[Activity 1]: According to the article on the youth health center gala, where was this year's gala held?
[Activity 2]: Rewrite the passage of the youth health center gala article from "Honored at the" to "and Judy Bauer.", changing "long-time" to "longtime".

[Source text]:
◇ ◇ ◇ ◇ ◇
Music, food, auctions and community enthusiasm were all part of this year’s Friends of the Sandy Segal Youth Health Center Gala celebration which took place on Feb. 21 at the DoubleTree Hotel in Culver City.
The 25th anniversary celebration of Friends of the Sandy Segal Youth Health Center, formerly the Friends of the Culver City Youth Health Center, was also the group’s largest fundraiser of the year.
“The fundraiser started a couple of years after the center started and Sandy Segal, who the center is named after, talked to some of her friends and shared that we have a lot of poor students who might get a prescription for an antibiotic and they cant pay for it,” Dr. Sarah Carpenter said. “The entire community has pitched in all these years. You hear about the Friends but we have raised the money from the community itself. Sony has donated money; Kaiser has donated money, Bunnin Chevrolet and U.S. Bank are now our sponsors. Individuals in the community will come and donate so it is really a community effort.”
Honored at the event where for their efforts in support of the city’s children and families were Culver City Unified School District Superintendent David LaRose and long-time Culver City residents Michael and Judy Bauer.
“The health center and the services that they provide, as far as I am concerned and I believe this strongly, are vital to the students,” Michael Bauer said. “It is critical that we have it (SSYHC); if people don’t have insurance, this is a place where people can go that is easier to deal with and they have it on campus.”
The Bauer family has been dedicated to the Culver City Community for years and include efforts such as Michael’s service on many boards and committees, contributing his time and expertise to resolving community issues. Judy’s work as a founder of the Culver City Education Foundation is one example of her dedication the city’s children and their well-being. The couple’s hard work includes years of dedicated support of the Health Center, which has helped to ensure the continuation of services for the hundreds of students.
◇ ◇ ◇ ◇ ◇
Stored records
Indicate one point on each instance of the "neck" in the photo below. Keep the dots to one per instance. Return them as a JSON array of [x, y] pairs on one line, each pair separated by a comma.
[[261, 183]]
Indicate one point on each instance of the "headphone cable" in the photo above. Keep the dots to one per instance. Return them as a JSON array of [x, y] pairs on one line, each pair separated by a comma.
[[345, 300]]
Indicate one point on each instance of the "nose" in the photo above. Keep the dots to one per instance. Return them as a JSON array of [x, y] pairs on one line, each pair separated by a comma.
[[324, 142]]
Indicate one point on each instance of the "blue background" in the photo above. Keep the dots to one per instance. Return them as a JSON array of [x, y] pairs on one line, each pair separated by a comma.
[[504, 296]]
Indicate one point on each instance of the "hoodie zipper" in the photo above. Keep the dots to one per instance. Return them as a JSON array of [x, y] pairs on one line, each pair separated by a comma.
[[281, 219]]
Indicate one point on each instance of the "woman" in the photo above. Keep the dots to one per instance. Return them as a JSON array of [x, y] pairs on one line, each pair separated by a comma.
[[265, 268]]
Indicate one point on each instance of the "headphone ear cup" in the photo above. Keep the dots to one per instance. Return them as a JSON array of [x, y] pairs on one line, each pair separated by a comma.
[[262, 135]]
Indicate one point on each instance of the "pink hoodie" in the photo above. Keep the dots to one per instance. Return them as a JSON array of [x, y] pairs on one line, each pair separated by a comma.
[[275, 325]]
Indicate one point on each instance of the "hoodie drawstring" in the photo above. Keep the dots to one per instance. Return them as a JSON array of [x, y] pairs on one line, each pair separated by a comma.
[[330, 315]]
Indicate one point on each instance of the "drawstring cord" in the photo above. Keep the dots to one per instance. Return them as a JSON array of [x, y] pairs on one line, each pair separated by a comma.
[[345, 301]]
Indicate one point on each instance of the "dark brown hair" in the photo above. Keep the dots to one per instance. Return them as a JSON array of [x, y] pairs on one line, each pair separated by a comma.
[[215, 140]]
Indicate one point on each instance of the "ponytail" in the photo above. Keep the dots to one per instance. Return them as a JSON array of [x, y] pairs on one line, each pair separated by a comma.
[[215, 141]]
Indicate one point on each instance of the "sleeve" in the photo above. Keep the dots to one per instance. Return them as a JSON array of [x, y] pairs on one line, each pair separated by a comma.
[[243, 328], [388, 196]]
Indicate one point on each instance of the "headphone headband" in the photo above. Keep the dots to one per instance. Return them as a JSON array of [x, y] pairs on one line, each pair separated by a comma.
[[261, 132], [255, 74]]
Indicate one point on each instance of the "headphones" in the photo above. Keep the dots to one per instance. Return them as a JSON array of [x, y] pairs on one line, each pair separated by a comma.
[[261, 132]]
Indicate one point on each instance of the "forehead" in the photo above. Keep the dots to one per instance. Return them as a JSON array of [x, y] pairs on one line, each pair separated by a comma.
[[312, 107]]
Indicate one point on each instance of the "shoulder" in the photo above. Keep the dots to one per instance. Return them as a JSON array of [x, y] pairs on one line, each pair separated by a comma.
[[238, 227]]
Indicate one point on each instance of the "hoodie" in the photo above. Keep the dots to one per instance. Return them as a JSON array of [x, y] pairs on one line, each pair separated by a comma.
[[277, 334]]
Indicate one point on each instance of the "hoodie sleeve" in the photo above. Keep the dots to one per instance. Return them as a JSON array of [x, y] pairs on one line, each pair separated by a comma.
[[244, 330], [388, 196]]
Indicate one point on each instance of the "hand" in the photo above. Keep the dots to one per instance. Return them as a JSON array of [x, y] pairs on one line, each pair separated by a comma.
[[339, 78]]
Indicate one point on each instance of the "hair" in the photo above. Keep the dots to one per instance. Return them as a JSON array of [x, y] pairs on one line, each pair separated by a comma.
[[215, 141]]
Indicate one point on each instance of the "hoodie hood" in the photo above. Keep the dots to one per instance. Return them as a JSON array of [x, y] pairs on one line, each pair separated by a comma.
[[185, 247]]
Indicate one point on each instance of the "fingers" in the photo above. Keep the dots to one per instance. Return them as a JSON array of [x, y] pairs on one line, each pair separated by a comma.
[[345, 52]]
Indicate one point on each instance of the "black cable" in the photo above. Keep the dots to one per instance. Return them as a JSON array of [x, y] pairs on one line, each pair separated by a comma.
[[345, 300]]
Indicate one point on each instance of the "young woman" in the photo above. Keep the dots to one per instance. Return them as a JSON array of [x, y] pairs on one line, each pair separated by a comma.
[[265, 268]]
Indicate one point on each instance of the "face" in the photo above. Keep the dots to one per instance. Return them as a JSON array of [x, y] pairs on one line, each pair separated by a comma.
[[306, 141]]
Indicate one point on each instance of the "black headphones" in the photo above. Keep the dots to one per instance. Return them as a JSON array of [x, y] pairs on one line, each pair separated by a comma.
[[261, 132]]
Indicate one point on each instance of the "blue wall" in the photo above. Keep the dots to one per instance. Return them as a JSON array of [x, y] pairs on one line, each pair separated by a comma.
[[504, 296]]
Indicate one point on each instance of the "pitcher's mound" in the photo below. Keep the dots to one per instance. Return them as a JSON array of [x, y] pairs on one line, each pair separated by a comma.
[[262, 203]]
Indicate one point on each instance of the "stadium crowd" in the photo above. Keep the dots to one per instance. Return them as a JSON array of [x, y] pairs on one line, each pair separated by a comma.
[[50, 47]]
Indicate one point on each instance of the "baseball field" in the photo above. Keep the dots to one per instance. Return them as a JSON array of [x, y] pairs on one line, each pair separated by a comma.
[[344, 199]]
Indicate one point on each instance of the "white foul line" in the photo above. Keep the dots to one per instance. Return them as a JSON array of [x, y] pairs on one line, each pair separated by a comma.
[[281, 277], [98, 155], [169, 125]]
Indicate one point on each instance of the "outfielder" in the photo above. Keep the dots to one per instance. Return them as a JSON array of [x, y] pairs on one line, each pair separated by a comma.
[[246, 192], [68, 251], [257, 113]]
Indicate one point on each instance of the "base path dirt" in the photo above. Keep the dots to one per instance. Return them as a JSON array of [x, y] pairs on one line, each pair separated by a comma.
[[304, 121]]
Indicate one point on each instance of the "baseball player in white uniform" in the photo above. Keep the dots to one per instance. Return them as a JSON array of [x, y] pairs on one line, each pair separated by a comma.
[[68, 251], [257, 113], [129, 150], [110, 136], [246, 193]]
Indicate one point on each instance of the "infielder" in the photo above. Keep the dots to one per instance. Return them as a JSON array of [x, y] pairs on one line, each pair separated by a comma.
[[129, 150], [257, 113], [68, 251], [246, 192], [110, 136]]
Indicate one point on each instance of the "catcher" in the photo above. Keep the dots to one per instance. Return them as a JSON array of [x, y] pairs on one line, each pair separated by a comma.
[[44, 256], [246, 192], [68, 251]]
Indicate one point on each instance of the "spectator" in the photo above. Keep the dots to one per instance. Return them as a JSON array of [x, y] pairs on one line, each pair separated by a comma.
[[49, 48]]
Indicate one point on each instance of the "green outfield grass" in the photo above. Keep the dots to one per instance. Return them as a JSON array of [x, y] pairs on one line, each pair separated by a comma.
◇ ◇ ◇ ◇ ◇
[Written reply 1]: At the DoubleTree Hotel in Culver City.

[Written reply 2]:
Honored at the event where for their efforts in support of the city’s children and families were Culver City Unified School District Superintendent David LaRose and longtime Culver City residents Michael and Judy Bauer.